### What to do
Check which lines of the entries that follow hold "mushroom", then give the number of those lines and nothing more.

----- Data for processing -----

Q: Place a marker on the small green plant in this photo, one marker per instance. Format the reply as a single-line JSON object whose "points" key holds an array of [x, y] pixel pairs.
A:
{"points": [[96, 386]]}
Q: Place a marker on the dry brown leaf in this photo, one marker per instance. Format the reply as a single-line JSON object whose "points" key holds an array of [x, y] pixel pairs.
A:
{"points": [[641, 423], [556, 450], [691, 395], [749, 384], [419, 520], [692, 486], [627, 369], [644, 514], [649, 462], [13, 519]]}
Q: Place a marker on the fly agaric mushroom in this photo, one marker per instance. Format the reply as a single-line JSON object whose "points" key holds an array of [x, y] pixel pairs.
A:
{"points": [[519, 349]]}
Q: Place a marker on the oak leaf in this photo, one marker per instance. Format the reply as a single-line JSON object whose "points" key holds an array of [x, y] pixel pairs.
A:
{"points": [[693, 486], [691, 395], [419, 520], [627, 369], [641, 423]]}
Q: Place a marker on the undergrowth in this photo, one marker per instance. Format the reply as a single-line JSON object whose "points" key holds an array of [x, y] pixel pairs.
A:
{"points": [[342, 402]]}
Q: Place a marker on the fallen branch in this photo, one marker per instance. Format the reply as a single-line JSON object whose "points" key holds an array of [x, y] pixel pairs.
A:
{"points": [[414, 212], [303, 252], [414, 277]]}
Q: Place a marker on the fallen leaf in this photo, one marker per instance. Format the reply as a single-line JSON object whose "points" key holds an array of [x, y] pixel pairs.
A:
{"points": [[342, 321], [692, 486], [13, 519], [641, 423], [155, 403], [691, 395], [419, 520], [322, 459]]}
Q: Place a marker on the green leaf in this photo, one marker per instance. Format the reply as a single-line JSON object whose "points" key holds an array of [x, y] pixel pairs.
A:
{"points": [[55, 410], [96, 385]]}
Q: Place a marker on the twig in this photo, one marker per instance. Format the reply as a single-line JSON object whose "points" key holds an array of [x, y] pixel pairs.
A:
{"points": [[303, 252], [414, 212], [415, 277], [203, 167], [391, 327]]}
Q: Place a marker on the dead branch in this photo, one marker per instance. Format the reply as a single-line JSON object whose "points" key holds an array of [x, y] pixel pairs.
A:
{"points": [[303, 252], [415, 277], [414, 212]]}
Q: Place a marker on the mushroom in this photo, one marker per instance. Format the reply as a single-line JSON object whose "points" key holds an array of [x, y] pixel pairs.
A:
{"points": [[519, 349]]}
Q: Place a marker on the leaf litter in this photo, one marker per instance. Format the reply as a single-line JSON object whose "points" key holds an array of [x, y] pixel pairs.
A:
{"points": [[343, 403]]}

-----

### Answer to the exercise
2